(Coordinate annotation records)
········

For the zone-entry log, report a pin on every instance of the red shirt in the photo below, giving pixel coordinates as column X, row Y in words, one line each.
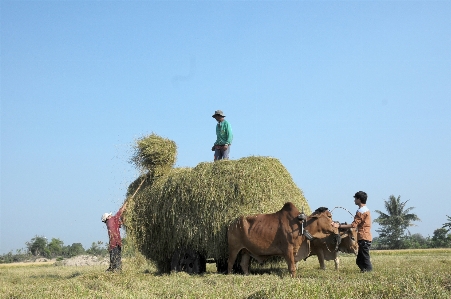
column 113, row 224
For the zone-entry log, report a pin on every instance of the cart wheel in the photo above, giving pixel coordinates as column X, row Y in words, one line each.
column 189, row 261
column 222, row 266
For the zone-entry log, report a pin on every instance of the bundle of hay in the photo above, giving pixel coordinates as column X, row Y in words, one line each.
column 192, row 207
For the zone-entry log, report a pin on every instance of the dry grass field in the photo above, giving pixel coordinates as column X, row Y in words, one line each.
column 397, row 274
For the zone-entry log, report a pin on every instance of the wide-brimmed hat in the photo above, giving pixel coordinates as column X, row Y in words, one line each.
column 105, row 216
column 218, row 112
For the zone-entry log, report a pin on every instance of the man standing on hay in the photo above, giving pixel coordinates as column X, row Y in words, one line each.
column 113, row 224
column 362, row 220
column 224, row 137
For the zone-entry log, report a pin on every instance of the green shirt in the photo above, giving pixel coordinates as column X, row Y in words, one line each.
column 223, row 133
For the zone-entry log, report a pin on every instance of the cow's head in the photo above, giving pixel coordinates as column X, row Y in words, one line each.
column 348, row 242
column 319, row 224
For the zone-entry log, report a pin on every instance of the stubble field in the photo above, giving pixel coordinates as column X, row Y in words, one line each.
column 397, row 274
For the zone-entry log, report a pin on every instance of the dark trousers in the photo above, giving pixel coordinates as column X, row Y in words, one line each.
column 115, row 258
column 363, row 257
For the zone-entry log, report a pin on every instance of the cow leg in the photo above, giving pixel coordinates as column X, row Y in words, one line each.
column 233, row 253
column 245, row 258
column 322, row 264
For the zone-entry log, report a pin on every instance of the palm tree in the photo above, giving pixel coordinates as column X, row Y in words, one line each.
column 395, row 222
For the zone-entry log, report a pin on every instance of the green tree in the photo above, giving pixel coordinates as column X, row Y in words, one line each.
column 395, row 222
column 38, row 246
column 447, row 225
column 55, row 247
column 441, row 239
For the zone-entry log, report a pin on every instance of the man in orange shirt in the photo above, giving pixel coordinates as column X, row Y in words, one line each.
column 362, row 220
column 113, row 224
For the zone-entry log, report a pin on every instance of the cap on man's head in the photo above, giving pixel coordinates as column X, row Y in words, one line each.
column 218, row 112
column 105, row 216
column 362, row 196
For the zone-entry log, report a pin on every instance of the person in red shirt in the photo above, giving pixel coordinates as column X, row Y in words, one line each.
column 113, row 224
column 362, row 221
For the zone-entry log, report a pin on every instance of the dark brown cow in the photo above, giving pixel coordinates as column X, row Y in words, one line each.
column 279, row 234
column 325, row 249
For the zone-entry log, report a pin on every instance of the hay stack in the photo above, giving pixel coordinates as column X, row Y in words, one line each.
column 192, row 207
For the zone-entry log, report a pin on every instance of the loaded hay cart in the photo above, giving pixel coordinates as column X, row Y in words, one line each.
column 179, row 217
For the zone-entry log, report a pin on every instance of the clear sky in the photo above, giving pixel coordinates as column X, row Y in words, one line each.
column 349, row 95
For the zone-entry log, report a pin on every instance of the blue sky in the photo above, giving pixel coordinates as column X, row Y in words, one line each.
column 349, row 95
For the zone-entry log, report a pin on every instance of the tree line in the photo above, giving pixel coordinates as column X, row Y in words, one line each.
column 39, row 246
column 393, row 234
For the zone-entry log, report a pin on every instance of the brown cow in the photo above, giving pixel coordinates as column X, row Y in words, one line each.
column 325, row 249
column 279, row 234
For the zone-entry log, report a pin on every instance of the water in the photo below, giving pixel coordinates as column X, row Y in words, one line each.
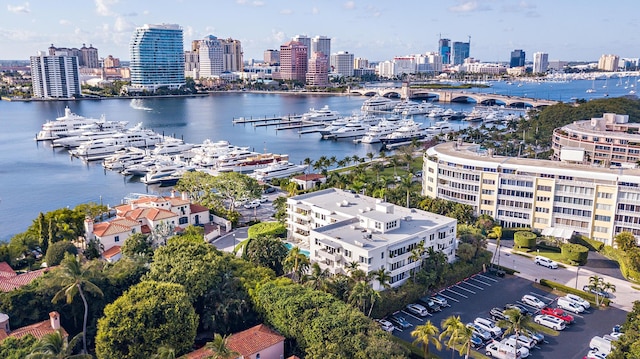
column 37, row 178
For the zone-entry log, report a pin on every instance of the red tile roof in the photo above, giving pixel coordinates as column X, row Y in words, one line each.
column 254, row 340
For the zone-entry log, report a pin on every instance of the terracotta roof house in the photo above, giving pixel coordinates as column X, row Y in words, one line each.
column 10, row 280
column 38, row 330
column 259, row 342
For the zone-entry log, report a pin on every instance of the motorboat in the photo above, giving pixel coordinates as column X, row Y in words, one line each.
column 277, row 170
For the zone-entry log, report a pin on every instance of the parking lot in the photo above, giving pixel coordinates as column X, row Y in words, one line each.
column 476, row 296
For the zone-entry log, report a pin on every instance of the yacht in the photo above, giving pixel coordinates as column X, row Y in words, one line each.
column 277, row 170
column 378, row 103
column 322, row 115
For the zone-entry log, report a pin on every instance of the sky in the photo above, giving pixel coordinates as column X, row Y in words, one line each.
column 572, row 30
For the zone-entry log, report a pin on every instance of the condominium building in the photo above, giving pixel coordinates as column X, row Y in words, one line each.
column 606, row 141
column 544, row 195
column 157, row 57
column 540, row 62
column 342, row 63
column 210, row 57
column 55, row 76
column 342, row 227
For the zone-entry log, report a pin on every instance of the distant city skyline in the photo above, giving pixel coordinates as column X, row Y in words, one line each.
column 374, row 30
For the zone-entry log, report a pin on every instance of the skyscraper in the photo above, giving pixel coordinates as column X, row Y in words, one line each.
column 460, row 52
column 540, row 62
column 517, row 58
column 444, row 48
column 210, row 57
column 55, row 76
column 157, row 57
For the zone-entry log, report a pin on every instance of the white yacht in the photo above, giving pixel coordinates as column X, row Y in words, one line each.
column 378, row 103
column 322, row 115
column 277, row 170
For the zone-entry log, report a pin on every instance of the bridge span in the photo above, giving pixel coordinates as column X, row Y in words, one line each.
column 407, row 92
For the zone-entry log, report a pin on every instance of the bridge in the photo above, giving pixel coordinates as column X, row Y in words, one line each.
column 407, row 92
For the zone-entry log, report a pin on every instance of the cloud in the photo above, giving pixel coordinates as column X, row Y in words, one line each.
column 19, row 8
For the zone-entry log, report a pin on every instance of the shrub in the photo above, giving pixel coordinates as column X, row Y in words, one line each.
column 525, row 239
column 575, row 253
column 55, row 253
column 267, row 229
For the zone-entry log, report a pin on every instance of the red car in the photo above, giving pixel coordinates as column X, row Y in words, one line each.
column 558, row 313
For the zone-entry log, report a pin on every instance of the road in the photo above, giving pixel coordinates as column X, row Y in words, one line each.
column 574, row 277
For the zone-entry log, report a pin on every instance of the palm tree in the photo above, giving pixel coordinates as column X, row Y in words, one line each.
column 55, row 346
column 219, row 347
column 515, row 323
column 426, row 334
column 75, row 279
column 296, row 263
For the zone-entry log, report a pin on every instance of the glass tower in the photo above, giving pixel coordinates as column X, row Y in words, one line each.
column 157, row 57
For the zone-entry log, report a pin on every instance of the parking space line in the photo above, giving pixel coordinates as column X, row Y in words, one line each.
column 448, row 297
column 485, row 277
column 460, row 294
column 465, row 289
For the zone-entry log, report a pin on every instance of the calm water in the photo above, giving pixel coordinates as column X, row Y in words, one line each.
column 35, row 177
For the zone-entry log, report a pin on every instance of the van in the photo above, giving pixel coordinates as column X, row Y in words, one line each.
column 545, row 262
column 600, row 344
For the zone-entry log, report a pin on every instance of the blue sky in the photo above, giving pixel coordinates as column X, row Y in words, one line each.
column 374, row 29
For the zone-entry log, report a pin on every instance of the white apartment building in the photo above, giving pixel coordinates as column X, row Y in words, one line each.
column 342, row 227
column 55, row 76
column 544, row 195
column 342, row 63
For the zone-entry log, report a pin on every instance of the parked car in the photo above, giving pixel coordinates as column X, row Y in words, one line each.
column 558, row 313
column 533, row 301
column 483, row 334
column 578, row 299
column 417, row 309
column 550, row 322
column 488, row 325
column 568, row 304
column 545, row 262
column 385, row 325
column 399, row 321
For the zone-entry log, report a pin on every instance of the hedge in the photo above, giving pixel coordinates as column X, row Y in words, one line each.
column 525, row 239
column 575, row 253
column 591, row 298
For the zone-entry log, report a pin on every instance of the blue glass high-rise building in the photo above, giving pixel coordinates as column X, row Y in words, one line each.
column 157, row 57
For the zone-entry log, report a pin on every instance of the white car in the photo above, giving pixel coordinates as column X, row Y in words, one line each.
column 550, row 322
column 488, row 325
column 578, row 299
column 533, row 301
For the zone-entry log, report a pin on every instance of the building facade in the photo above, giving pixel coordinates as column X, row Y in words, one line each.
column 55, row 76
column 157, row 57
column 606, row 141
column 540, row 62
column 342, row 227
column 541, row 194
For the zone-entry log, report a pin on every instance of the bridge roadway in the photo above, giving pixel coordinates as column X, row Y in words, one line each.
column 407, row 92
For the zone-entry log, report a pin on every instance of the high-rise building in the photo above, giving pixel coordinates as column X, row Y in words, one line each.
column 271, row 57
column 293, row 61
column 444, row 48
column 318, row 72
column 608, row 62
column 342, row 63
column 517, row 58
column 540, row 62
column 210, row 57
column 321, row 44
column 306, row 41
column 55, row 76
column 232, row 55
column 460, row 51
column 157, row 57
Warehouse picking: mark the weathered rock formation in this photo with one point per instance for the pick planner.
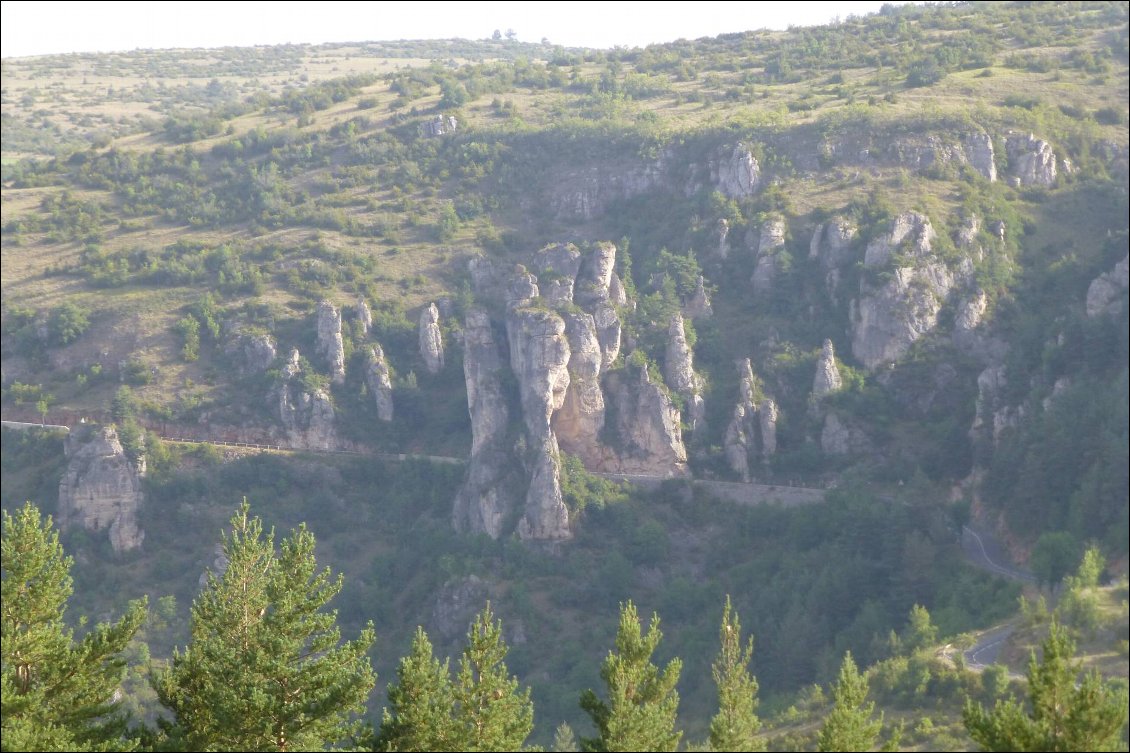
(431, 339)
(329, 340)
(698, 305)
(379, 382)
(768, 248)
(842, 436)
(832, 245)
(253, 353)
(489, 494)
(306, 415)
(1106, 292)
(581, 418)
(993, 414)
(901, 296)
(649, 435)
(735, 172)
(679, 371)
(440, 126)
(559, 352)
(827, 374)
(102, 486)
(752, 431)
(364, 316)
(1031, 161)
(723, 234)
(539, 356)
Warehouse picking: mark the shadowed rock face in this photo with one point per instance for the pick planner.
(379, 381)
(902, 303)
(329, 340)
(827, 374)
(431, 339)
(679, 371)
(102, 486)
(306, 416)
(488, 495)
(559, 353)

········

** WHAT NEEDS TO BE DONE **
Skip all pictures. Write out only the lines from the one containing "Warehouse picking: mark the weathered" to the end of the listing above, inclusive, exactly as given.

** ANSWER FOR THIS EXERCISE **
Warehouse picking: mark the weathered rock formation in this photo with one point per instance for the pick planner.
(431, 339)
(329, 340)
(698, 305)
(379, 382)
(768, 248)
(842, 436)
(832, 245)
(253, 353)
(489, 494)
(306, 415)
(1106, 292)
(581, 418)
(993, 414)
(901, 296)
(649, 435)
(735, 172)
(679, 371)
(440, 126)
(559, 352)
(827, 374)
(102, 486)
(752, 431)
(364, 316)
(1031, 161)
(723, 234)
(539, 356)
Warehouse picking: mark the shadowed rock face in this photo with one point per instance for the pick planner.
(379, 381)
(902, 303)
(329, 340)
(827, 374)
(431, 339)
(679, 371)
(102, 486)
(306, 416)
(488, 495)
(559, 353)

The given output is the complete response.